# Data entries:
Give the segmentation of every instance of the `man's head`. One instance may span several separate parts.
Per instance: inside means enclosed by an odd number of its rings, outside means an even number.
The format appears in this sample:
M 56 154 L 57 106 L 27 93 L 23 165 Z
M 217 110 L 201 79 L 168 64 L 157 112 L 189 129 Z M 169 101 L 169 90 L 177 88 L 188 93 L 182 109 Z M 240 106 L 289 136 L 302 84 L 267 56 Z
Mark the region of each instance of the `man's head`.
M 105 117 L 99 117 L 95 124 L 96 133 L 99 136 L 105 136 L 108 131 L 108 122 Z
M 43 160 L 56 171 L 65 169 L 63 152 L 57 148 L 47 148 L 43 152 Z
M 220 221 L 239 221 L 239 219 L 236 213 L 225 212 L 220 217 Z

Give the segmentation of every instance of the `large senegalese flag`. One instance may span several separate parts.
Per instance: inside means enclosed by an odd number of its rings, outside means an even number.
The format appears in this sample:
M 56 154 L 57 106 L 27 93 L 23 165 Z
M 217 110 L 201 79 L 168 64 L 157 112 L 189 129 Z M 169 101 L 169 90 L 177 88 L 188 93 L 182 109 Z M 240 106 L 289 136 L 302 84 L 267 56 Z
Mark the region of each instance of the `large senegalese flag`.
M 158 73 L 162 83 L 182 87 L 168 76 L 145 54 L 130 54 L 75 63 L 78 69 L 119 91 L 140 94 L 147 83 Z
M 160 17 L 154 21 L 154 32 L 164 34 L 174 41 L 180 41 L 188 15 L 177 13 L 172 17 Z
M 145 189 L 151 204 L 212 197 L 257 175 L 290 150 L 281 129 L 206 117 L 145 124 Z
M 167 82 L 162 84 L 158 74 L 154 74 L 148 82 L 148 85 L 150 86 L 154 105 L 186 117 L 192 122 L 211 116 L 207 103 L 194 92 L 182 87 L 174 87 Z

# Short exercise:
Count how many lines in the items above contain the string "head", treating uppercase and lowercase as different. Reply with the number only.

# Output:
2